Nothing before the line containing "Exercise. Mark the bridge step" belongs in the answer; quote that line and all lines after it through the end of the material, word for word.

##### Input for this task

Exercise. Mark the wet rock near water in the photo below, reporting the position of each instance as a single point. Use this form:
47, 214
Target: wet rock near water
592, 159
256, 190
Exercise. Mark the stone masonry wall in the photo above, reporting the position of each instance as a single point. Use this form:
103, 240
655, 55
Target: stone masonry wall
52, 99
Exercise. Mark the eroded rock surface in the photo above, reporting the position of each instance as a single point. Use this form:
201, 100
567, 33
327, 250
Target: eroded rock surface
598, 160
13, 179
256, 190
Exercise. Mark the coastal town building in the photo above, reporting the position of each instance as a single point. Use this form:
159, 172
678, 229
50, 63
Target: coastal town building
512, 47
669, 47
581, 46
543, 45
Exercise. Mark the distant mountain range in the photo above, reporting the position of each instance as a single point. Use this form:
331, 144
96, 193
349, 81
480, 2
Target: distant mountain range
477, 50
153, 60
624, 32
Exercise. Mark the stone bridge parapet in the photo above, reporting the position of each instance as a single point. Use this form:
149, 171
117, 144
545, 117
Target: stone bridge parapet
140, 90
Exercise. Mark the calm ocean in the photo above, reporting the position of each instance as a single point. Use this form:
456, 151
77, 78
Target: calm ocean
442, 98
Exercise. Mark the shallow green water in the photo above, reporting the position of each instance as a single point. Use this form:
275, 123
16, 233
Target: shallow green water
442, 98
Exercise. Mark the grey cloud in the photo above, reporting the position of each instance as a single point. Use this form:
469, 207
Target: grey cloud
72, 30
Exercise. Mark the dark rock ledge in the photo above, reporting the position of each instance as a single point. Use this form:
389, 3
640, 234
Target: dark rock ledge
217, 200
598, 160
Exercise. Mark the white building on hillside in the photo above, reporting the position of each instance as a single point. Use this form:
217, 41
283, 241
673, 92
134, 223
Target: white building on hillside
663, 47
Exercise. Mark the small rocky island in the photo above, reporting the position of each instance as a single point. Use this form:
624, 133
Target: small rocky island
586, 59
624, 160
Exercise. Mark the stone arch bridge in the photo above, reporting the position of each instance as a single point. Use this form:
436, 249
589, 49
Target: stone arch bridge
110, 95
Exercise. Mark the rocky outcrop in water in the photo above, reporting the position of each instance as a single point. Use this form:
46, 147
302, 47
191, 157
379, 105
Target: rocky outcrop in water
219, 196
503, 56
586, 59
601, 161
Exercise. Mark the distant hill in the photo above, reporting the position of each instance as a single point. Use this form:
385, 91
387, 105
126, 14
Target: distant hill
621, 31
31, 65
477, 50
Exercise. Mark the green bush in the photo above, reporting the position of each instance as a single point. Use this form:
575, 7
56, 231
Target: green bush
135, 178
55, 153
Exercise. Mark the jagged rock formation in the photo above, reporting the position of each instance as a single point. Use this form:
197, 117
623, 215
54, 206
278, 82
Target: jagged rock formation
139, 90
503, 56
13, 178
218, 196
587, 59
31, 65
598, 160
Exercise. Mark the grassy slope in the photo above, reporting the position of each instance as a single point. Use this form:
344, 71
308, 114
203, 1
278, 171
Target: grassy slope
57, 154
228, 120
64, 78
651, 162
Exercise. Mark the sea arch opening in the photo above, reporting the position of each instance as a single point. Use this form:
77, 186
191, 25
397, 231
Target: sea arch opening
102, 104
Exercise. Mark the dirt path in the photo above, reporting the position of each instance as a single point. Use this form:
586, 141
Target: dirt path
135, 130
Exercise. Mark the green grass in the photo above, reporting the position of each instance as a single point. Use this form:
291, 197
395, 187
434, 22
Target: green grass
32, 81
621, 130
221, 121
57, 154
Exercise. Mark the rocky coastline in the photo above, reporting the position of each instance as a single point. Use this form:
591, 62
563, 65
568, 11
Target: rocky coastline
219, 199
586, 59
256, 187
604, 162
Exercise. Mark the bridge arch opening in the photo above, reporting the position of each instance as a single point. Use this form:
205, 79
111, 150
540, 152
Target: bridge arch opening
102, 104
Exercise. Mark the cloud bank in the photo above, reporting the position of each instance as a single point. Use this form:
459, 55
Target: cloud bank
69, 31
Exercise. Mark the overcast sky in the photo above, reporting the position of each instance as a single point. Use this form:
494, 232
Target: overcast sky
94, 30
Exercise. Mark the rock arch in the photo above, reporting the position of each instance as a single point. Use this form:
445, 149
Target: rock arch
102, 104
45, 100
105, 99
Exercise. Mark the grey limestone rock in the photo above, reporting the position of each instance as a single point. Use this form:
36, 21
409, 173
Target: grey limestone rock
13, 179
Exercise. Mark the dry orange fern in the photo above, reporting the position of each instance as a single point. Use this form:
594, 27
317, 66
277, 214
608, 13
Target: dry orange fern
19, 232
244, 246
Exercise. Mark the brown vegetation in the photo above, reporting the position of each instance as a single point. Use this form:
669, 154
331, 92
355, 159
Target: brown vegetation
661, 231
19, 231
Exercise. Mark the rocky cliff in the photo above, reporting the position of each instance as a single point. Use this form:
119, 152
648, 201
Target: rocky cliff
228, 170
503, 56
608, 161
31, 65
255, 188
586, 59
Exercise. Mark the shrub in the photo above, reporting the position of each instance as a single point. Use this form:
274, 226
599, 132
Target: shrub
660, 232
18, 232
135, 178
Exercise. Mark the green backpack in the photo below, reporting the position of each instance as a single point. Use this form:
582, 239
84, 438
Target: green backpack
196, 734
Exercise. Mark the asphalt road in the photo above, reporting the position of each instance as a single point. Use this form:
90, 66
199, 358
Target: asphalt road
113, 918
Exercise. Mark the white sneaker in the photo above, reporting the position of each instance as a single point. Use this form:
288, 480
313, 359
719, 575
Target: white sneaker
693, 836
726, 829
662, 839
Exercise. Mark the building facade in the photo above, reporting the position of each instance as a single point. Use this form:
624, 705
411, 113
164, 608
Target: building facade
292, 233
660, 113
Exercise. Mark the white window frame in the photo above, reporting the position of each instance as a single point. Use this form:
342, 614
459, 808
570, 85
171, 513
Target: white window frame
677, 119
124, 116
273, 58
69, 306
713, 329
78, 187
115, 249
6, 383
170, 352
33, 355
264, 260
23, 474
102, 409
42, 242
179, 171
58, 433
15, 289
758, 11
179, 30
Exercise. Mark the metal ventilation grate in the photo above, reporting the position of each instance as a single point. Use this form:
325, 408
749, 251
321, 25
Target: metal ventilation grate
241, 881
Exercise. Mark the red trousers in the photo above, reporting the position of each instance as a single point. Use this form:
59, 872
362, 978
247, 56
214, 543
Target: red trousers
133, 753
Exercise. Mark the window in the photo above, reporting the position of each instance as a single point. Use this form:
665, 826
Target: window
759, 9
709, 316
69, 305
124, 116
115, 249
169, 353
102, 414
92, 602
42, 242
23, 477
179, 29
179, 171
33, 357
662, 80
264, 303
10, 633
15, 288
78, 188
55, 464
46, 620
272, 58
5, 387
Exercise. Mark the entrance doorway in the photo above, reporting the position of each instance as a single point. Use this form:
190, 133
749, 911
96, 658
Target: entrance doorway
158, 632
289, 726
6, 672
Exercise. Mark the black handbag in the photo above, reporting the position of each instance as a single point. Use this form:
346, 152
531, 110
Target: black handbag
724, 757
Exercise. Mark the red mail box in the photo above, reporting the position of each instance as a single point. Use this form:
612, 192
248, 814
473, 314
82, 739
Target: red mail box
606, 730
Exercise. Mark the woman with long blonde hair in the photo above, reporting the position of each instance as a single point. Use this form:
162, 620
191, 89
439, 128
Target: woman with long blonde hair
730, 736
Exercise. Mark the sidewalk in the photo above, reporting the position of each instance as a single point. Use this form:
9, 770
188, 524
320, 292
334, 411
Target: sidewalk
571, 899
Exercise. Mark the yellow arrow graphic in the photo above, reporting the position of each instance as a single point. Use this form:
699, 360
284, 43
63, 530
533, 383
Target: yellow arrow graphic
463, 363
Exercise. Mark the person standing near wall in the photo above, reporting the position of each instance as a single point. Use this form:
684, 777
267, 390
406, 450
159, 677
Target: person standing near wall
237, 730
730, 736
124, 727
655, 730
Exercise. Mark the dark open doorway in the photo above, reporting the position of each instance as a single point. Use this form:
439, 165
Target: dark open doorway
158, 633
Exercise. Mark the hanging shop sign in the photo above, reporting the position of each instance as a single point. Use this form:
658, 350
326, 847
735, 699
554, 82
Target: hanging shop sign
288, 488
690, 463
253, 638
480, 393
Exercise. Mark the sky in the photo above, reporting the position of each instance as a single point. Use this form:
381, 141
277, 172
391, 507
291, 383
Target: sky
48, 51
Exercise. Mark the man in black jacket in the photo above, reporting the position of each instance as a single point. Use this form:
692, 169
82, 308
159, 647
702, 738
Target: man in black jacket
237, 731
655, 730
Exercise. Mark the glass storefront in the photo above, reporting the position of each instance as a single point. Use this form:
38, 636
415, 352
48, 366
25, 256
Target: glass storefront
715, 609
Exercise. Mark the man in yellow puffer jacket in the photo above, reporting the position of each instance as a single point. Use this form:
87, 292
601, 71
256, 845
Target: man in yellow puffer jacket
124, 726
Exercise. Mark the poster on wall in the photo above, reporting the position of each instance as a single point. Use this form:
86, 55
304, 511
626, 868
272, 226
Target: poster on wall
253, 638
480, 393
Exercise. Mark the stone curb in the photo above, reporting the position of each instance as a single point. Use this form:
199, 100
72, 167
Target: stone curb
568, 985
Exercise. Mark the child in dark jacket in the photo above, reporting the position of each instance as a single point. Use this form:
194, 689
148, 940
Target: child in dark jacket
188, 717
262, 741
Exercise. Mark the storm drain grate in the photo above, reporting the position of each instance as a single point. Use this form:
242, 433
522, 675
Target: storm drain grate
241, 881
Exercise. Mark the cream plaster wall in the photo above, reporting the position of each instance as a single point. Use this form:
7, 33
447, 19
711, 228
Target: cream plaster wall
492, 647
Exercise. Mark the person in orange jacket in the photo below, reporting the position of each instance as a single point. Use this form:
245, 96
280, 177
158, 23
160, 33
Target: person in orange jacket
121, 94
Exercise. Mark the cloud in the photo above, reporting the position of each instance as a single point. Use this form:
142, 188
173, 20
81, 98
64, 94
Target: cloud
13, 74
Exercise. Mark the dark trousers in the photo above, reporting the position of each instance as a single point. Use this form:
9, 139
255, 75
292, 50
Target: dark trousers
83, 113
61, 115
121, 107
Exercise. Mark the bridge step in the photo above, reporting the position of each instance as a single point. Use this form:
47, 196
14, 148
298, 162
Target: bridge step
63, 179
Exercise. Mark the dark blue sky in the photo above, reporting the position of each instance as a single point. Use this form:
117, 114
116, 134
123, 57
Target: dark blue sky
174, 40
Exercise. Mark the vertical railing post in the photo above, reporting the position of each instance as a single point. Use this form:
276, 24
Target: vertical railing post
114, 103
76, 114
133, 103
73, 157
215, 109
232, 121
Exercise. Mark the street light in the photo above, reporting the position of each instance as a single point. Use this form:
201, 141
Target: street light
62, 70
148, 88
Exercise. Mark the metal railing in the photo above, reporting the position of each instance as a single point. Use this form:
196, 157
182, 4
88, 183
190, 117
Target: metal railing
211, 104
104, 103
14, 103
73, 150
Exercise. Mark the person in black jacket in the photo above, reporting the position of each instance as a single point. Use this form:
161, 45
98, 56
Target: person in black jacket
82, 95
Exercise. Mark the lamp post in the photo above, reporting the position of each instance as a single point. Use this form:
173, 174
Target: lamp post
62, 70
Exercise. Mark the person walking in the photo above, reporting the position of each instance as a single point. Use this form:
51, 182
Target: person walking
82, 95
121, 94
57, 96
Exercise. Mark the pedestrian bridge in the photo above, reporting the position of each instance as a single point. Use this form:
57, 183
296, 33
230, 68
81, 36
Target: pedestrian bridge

##########

Response for this exercise:
Exercise. Mark the bridge step in the photo above, reporting the position of each instance as a single point. Use this form:
47, 196
14, 148
298, 162
Target: bridge step
63, 179
Exercise. Mark the dark blue sky in the photo above, reporting the position of each instance as a single point. Use this form:
117, 114
116, 134
123, 57
Target: dark blue sky
174, 40
Exercise. Mark the vertical railing post in the photo above, reporting the position of each instance as a single point. Use this form:
276, 24
Target: vertical railing post
114, 103
76, 114
133, 103
73, 157
215, 109
232, 121
Exercise. Mark the street light in the photo above, reporting the position of each instance as a single point. Use this form:
201, 141
Target: street light
62, 70
148, 88
Exercise. Mark the metal railing in the photo above, reporting the position of each instance as a single point. Use this form:
196, 157
182, 4
88, 183
190, 117
Target: metal railing
211, 104
104, 103
14, 103
73, 150
Exercise. Mark the person in black jacket in the photo above, reporting the position of each instance as a single point. Use this form:
161, 45
98, 56
Target: person in black jacket
82, 95
Exercise. Mark the lamp post in the photo above, reporting the position of each instance as a single point. Use this form:
173, 174
Target: lamp post
62, 70
Exercise. Mark the person walking in the photo above, reporting the position of each instance as a single point. Use this form:
51, 182
Target: person walking
82, 95
121, 94
57, 96
Exercise. Mark the pedestrian bridge in the photo above, reporting the position of each instance as a single point. Use this form:
57, 183
296, 33
230, 68
81, 36
Target: pedestrian bridge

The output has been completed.